Aim -
Render the rows below as a two-column CSV with the header "label_prompt,points" and one line per row. Put each row's text in the first field and its answer in the second, with both fields quoted and line breaks replaced by spaces.

— Begin Data excerpts —

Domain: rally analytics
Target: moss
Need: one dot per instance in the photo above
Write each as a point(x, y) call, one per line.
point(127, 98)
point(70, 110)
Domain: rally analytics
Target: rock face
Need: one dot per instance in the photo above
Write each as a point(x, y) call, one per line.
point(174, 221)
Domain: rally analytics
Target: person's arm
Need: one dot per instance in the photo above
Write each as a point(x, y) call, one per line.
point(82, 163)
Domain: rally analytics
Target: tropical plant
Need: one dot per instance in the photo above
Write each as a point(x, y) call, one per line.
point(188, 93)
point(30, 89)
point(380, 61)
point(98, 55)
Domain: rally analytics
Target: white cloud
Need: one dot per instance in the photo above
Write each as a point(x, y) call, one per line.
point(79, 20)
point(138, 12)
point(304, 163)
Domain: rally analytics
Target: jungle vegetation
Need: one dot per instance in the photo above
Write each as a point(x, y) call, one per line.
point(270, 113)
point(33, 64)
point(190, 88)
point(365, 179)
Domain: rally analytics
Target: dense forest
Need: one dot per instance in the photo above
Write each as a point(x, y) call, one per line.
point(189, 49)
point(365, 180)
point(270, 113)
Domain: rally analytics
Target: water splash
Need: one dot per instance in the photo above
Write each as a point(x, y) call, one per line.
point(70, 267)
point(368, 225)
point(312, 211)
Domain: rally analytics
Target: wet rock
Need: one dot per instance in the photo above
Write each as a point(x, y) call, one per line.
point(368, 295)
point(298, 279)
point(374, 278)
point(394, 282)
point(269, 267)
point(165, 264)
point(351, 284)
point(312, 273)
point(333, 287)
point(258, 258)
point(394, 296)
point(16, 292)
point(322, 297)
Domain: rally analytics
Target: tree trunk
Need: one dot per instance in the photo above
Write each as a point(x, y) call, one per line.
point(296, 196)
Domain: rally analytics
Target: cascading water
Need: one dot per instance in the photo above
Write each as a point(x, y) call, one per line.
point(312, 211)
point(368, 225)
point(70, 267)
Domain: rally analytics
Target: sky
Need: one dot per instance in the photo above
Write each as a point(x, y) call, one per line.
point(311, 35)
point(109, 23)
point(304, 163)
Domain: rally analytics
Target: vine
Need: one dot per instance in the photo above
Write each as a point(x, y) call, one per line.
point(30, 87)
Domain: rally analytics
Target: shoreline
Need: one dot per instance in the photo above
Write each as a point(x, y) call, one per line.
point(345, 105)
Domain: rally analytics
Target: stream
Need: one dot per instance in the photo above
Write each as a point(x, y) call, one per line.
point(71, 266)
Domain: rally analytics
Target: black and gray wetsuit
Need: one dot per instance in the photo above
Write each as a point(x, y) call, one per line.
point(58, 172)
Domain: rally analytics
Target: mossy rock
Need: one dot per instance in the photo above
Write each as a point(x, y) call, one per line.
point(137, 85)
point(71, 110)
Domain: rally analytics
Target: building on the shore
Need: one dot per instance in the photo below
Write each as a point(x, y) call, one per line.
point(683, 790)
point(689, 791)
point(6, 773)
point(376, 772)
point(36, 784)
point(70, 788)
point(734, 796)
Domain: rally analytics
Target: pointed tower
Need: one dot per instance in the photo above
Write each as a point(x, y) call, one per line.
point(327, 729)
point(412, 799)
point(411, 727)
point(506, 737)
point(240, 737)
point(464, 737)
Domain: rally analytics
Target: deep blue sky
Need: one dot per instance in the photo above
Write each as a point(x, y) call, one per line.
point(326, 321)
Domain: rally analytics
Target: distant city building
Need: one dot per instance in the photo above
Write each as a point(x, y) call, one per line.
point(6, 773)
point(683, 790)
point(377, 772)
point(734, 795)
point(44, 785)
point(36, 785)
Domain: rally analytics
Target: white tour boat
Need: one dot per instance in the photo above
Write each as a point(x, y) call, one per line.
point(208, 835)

— End Data excerpts —

Reply -
label_prompt,points
"Domain: rally analytics Target: moss Need: one dot per instance in the photo above Write each as a point(x, y) call, one per line.","point(127, 98) point(70, 110)"
"Domain: rally analytics Target: rock face Need: one dot per instance in the photo above Write each as a point(x, y) call, one per line.","point(174, 221)"
"Domain: rally analytics Target: person's arm Need: one dot per instance in the photo above Write each as a point(x, y) call, one per line.","point(82, 163)"
"Domain: rally analytics Target: tropical plant Need: one dot per instance in the photo above Write each as a point(x, y) call, one per line.","point(188, 93) point(30, 89) point(380, 61) point(98, 55)"
"Domain: rally analytics Target: white cloud Need: one dot per instance in the photo above Write each as a point(x, y) call, one per line.","point(79, 20) point(138, 12) point(304, 163)"
"Domain: rally analytics Target: jungle vegetation Need: one dot per instance in the photo above Write each as a point(x, y) call, one per line.","point(270, 113) point(33, 64) point(190, 88) point(365, 179)"
"Domain: rally analytics Target: dense forest Need: one dot per instance in the photo above Write each as a point(x, y) call, one per line.","point(189, 49) point(365, 180) point(270, 113)"
"Domain: rally analytics Target: water splash Need: one dot per instance in the photo above Write each as a point(x, y) call, one per line.","point(70, 267) point(368, 225) point(312, 211)"
"Domain: rally analytics Target: wet rock Need: one dot per instance in the photo above Write each as a point(x, y) call, one per line.","point(368, 295) point(298, 279) point(374, 278) point(394, 282) point(269, 267) point(165, 264) point(351, 284) point(312, 273) point(333, 287) point(258, 258) point(394, 296) point(16, 292) point(322, 297)"
"Domain: rally analytics Target: tree trunk Need: one dot per instance in the photo above Write each as a point(x, y) call, one per line.","point(296, 196)"
"Domain: rally analytics Target: cascading water Need: one dot per instance in the photo above Write each as a point(x, y) call, one per line.","point(312, 211) point(368, 225) point(70, 267)"
"Domain: rally analytics Target: sky Need: one dot per instance in the photo above Write each as a point(x, y) call, one per line.","point(311, 35) point(109, 23) point(304, 163)"
"Domain: rally analytics Target: vine Need: one dot per instance in the photo above Write each as a point(x, y) call, one per line.","point(30, 87)"
"Domain: rally analytics Target: shoreline Need: one dot per instance in the photo above Write each as a point(x, y) call, one per line.","point(345, 105)"
"Domain: rally analytics Target: stream Need: one dot per instance in the photo above Write each as a point(x, y) call, one per line.","point(71, 266)"
"Domain: rally analytics Target: black and gray wetsuit Need: one dot per instance in the photo above Write each as a point(x, y) call, one per line.","point(58, 172)"
"Domain: rally analytics Target: mossy rock Need: one dot per instance in the photo above Write each as a point(x, y) call, one per line.","point(137, 85) point(71, 110)"
"Domain: rally analytics Target: building on the shore Need: one dot per instance in the photo below Write each as a point(x, y) call, one per line.","point(683, 790) point(689, 791) point(6, 773) point(376, 772) point(36, 784) point(70, 788) point(734, 796)"
"Domain: rally analytics Target: pointed tower Need: one dot per instance in the photo above Write each as a point(x, y) call, one per line.","point(327, 729) point(412, 799) point(411, 727) point(506, 737) point(240, 737) point(464, 737)"
"Domain: rally analytics Target: deep blue sky Need: one dot per instance in the photo above Write each as a point(x, y) call, one per line.","point(326, 321)"
"Domain: rally analytics Target: distant city building Need: one dot per instance in the photo above Write each as a point(x, y) call, one per line.","point(6, 773) point(683, 790) point(377, 772) point(734, 795) point(44, 785) point(36, 785)"
"Domain: rally analytics Target: white tour boat Need: one dot per instance in the photo above Write each as a point(x, y) call, one per line.","point(208, 835)"